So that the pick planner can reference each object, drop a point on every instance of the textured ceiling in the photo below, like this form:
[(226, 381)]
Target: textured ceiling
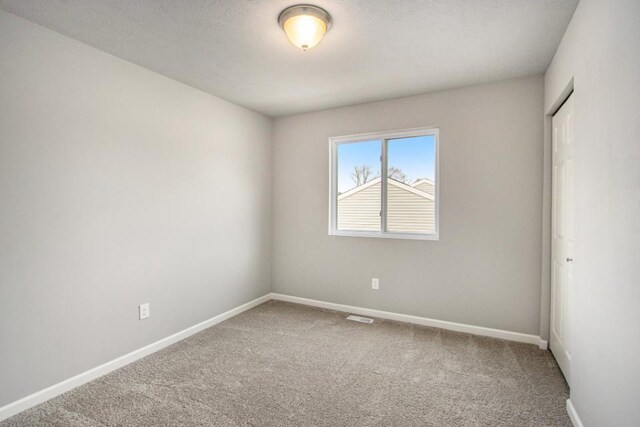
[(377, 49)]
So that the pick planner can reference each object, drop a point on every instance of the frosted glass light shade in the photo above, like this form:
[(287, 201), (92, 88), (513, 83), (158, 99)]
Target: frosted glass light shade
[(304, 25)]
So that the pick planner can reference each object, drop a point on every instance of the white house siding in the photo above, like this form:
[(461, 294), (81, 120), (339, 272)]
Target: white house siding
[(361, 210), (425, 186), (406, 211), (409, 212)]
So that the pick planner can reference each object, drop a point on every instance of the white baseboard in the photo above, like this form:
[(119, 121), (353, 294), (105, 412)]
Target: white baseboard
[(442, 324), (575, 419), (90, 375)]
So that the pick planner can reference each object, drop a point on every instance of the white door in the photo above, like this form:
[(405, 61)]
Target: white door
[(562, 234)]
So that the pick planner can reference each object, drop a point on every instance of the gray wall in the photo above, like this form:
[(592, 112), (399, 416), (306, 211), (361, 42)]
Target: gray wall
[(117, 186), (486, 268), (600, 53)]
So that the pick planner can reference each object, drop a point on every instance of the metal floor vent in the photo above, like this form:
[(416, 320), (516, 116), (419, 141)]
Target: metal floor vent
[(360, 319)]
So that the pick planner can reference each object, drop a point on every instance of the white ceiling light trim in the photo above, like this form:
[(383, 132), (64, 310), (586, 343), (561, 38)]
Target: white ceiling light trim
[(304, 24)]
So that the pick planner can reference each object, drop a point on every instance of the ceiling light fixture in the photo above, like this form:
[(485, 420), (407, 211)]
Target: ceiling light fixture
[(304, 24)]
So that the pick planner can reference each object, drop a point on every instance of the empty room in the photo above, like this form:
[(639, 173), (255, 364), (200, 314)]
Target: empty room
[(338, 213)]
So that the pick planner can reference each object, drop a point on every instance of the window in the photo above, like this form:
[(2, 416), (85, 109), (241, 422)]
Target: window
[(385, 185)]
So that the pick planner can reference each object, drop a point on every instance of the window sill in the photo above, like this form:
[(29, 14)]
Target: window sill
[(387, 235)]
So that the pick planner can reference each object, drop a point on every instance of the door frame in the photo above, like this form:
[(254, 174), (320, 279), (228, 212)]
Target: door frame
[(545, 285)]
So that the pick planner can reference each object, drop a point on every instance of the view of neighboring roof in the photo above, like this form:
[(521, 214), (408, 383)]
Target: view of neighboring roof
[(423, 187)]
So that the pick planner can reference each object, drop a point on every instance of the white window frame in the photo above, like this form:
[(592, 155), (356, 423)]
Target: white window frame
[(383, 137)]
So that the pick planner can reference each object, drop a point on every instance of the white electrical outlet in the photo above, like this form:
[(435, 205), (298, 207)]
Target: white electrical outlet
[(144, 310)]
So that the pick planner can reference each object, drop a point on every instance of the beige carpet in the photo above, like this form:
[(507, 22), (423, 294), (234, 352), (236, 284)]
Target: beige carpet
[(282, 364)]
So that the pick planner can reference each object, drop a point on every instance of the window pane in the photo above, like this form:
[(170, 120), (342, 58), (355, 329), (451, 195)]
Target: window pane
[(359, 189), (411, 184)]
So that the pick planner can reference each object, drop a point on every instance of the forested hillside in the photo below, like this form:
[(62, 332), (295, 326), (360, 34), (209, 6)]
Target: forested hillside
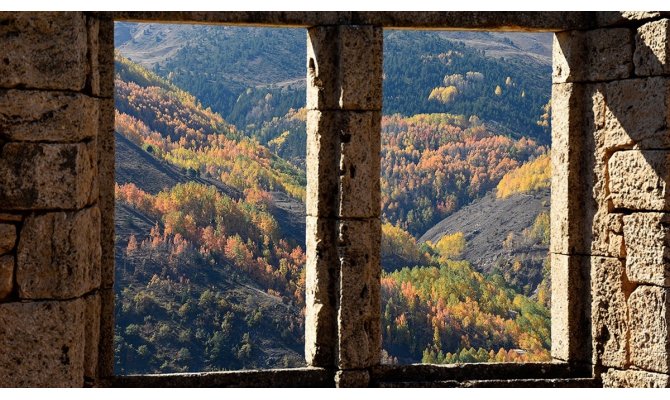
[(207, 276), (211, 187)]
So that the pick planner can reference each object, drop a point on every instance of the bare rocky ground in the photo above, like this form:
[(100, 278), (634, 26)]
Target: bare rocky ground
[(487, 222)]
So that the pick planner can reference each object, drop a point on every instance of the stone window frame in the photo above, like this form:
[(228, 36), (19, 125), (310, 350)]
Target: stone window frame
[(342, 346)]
----------------------------------------
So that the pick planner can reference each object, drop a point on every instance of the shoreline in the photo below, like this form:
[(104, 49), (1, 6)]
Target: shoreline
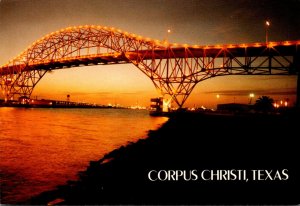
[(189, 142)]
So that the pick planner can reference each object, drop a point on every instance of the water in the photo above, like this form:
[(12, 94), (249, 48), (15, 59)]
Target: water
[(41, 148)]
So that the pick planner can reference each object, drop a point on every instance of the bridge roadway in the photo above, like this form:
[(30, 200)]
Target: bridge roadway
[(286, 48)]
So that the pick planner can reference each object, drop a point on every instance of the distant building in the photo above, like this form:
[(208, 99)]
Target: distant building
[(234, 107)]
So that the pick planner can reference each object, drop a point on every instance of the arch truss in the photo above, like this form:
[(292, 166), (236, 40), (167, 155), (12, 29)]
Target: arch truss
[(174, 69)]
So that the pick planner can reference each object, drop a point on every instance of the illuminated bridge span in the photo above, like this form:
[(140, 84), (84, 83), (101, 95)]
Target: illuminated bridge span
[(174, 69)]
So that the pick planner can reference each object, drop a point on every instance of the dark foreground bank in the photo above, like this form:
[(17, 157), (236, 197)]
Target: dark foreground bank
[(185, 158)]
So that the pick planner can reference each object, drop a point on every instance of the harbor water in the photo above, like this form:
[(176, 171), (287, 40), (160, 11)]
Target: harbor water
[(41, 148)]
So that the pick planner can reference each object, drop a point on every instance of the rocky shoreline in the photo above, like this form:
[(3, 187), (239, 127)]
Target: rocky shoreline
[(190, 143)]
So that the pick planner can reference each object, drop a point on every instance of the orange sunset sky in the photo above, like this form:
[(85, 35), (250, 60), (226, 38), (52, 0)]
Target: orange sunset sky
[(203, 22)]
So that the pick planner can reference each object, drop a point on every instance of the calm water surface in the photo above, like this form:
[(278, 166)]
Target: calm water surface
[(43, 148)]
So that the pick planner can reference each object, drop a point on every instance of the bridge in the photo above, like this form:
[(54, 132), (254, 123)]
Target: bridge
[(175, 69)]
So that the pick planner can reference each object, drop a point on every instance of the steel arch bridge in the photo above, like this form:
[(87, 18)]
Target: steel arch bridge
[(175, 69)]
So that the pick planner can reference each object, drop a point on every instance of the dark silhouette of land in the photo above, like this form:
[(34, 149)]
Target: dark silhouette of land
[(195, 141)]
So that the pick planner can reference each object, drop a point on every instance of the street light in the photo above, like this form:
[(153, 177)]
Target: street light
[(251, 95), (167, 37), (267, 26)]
----------------------------------------
→ WHAT YOU SHOULD DO:
Retype the rows from the line with "the white window" up to and including the line with "[(342, 346)]". Leave any picture out of your copy.

→ RESULT FOR THIS EXERCISE:
So that the pick planner can reference each object, drop a point on every instance of the white window frame in the photo above, like this form:
[(592, 155), (356, 423)]
Target: white window frame
[(383, 137)]
So that the pick planner can reference each object, drop a point on every instance of the white electrical outlet in the photo above, like this form:
[(435, 205), (298, 207)]
Target: white electrical outlet
[(144, 310)]
So that the pick planner can reference each object, drop a point on every instance of the beige carpet in the photo above, like this form:
[(507, 22), (423, 294), (234, 352), (236, 284)]
Target: beige carpet
[(282, 364)]
So that the pick planner can reference each object, drop a point on every instance of the window pane in the photo above, like this form:
[(170, 120), (342, 58), (355, 329), (451, 195)]
Target: window pane
[(359, 189), (411, 184)]
So that the pick planner can reference each object, drop a point on every instance of the forested hillside in the photo below, like this form:
[(62, 332), (295, 326), (360, 34), (209, 6)]
Target: forested hillside
[(207, 276), (211, 187)]
So that the pick planner can reference each object, drop a point on every instance of the bare rocky ground in the photo above, like this form:
[(100, 278), (634, 26)]
Target: bare rocky ground
[(487, 222)]
So that the pick planner can reference each object, drop a point on every instance of the stone window frame in the photo above, like this form:
[(228, 36), (19, 125), (310, 350)]
Target: stone window frame
[(342, 346)]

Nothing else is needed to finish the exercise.